### Page ###

I had numerous deployment issues with getting the kubernetes cluster-autoscaler working on AWS EKS. At length, I got it working.
Notes:
don't use the helm chart.
Refer to their version chart here
Based on your version of kubernetes, you'll need to go to that branch of their code. WARN: their "version" does NOT necessarily line up with the container version being deployed.
Now RTFM, but here are the other gotchas.
The examples in their AWS directory don't assume you're using EKS, which deploys on AMZN2 linux by default. You'll have to update the manifest as described here to use the appropriate SSL directories
The example in their AWS directory assumes the us-east-1
region for you. You're probably not using it, and it's not a variable. Update that manifest, round 2.
This was my biggest gotcha, and it was a problem of my own creation. Make sure your aws-auth config has the latest IAM role in it, if you've torn down / recreated your EKS cluster. Otherwise literally -nothing- will be able to auth to the K8s APIServer, including your nodes.

###

== Given exercise 1 ==
Answer these questions about the EKS autoscaler notes:
(a) Which region does the example in the AWS directory assume?
(b) What Linux does EKS deploy on by default?
(c) What must the aws-auth config have in it if the EKS cluster was torn down and recreated?
== Given exercise 2 ==
Extend the EKS cluster-autoscaler notes with a few sentences that pick up after their last line.
The records that follow come from a different source than the autoscaler notes.

### Extracted information ###

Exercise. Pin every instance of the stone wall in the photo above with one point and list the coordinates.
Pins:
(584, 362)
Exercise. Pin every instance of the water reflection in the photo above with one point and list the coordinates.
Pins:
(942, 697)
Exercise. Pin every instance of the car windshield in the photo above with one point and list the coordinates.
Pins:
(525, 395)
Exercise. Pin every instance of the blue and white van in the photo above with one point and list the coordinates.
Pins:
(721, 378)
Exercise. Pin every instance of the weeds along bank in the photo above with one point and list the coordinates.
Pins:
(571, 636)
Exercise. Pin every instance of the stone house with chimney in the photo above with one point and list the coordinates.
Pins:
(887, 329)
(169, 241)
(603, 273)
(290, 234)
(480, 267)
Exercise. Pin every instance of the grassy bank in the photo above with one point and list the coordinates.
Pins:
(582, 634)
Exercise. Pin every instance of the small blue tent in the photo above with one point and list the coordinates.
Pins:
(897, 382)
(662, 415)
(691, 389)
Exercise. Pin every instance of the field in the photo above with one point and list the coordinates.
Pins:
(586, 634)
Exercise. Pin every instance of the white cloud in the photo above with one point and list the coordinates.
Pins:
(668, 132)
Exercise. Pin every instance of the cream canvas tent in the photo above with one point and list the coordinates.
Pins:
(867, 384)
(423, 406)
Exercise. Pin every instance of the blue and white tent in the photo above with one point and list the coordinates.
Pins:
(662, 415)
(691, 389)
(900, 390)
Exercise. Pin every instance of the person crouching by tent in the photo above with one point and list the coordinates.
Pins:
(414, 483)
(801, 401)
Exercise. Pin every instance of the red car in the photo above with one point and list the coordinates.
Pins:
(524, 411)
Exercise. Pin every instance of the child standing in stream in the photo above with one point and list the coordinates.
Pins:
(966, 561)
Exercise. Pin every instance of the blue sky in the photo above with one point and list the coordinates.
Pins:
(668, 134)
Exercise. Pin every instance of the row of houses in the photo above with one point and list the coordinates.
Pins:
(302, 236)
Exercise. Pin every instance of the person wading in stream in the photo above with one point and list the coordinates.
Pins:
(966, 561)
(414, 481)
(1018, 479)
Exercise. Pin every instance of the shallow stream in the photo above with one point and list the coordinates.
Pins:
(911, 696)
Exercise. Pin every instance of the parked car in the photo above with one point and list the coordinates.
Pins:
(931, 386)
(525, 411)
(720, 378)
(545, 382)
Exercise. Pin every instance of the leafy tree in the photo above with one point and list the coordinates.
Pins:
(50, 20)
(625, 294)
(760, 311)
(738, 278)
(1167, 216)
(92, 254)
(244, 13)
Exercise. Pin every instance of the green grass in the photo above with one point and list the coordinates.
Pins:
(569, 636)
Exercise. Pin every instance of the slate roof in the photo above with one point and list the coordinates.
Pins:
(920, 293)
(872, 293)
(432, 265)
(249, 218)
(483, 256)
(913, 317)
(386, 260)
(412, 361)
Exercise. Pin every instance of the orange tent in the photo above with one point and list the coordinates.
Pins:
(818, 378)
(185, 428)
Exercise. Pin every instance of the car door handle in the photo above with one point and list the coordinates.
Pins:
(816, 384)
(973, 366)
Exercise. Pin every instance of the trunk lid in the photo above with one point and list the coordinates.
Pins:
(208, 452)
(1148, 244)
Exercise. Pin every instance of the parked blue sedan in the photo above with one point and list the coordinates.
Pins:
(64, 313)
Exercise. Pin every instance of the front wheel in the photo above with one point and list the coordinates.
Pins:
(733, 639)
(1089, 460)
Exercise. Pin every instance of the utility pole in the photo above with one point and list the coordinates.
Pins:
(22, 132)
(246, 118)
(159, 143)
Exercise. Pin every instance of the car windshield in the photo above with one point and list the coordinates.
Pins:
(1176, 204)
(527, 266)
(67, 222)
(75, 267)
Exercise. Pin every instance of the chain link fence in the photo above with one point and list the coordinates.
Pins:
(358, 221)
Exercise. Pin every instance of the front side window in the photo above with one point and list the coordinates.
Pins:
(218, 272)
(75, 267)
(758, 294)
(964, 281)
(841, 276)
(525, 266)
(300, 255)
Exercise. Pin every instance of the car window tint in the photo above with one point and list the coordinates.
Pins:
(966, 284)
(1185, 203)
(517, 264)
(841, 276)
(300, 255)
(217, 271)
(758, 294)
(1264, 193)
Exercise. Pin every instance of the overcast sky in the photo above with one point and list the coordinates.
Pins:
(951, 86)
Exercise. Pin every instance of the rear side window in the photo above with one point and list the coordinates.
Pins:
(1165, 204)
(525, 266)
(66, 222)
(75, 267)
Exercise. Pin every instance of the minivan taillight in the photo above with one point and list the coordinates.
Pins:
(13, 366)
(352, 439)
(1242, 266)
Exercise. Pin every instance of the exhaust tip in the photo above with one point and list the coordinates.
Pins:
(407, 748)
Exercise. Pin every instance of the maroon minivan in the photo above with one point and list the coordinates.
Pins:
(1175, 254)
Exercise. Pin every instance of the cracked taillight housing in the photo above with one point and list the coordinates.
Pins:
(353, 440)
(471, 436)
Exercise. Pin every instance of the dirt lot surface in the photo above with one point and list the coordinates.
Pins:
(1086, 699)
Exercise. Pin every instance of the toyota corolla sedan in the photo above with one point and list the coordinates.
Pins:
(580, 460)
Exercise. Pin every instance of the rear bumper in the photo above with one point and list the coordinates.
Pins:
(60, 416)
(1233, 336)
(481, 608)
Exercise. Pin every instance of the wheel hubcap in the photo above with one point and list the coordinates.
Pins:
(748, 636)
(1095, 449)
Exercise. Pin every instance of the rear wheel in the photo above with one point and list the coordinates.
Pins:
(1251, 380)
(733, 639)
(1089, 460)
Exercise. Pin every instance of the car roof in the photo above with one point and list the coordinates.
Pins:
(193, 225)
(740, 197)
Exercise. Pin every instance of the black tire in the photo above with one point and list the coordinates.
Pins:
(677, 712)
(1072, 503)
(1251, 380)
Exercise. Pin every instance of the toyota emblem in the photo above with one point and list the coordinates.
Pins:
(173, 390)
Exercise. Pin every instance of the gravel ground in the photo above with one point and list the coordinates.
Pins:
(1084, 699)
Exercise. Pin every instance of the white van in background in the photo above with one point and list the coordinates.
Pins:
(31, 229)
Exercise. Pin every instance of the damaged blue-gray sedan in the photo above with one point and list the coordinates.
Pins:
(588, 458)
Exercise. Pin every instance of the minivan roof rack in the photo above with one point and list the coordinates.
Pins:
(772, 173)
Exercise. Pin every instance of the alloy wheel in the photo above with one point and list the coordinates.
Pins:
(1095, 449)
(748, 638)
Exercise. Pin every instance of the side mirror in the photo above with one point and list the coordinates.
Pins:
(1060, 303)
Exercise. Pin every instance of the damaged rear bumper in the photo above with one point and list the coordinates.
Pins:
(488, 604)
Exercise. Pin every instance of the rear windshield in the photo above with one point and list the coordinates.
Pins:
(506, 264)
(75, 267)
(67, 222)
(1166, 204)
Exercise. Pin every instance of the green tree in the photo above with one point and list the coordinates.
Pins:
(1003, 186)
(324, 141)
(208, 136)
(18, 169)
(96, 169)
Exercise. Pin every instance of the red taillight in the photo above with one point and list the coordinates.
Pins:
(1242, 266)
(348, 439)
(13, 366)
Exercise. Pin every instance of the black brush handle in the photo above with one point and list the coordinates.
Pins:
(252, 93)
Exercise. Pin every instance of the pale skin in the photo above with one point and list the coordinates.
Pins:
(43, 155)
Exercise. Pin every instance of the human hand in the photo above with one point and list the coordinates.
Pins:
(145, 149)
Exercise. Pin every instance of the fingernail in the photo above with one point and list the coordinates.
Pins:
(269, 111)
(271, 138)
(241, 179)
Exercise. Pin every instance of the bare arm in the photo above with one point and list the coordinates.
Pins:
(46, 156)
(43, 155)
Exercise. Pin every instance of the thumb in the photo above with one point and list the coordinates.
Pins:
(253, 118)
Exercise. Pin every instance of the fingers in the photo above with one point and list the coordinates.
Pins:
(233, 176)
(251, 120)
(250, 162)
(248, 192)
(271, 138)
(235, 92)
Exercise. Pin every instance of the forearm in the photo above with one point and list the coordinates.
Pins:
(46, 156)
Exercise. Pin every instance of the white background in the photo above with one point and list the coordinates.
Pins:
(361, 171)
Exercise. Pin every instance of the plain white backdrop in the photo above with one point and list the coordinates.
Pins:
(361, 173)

###

== Task answer 1 ==
(a) us-east-1
(b) AMZN2 linux
(c) The latest IAM role

== Task answer 2 ==
Errors I ran into:
Error: 1 static_autoscaler.go:118] Failed to update node registry: RequestError: send request failed caused by: Post https://autoscaling.us-west-2a.amazonaws.com/: dial tcp: lookup autoscaling.us-west-2a.amazonaws.com on RE.DA.CT.ED:53: no such host
Solution: wrong region in default manifest
Error: container_linux.go:262: starting container process caused "process_linux.go:339: container init caused \"rootfs_linux.go:57: mounting \\\"/etc/ssl/certs/ca-certificates.crt\\\" to rootfs \\\"/var/lib/docker/overlay2/60c34f52ad1e6f0e3368d95794c71036fc465707f8ef3247032b6291e71d9331/merged\\\" at \\\"/var/lib/docker/overlay2/60c34f52ad1e6f0e3368d95794c71036fc465707f8ef3247032b6291e71d9331/merged/etc/ssl/certs/ca-certificates.crt\\\" caused \\\"not a directory\\\"\""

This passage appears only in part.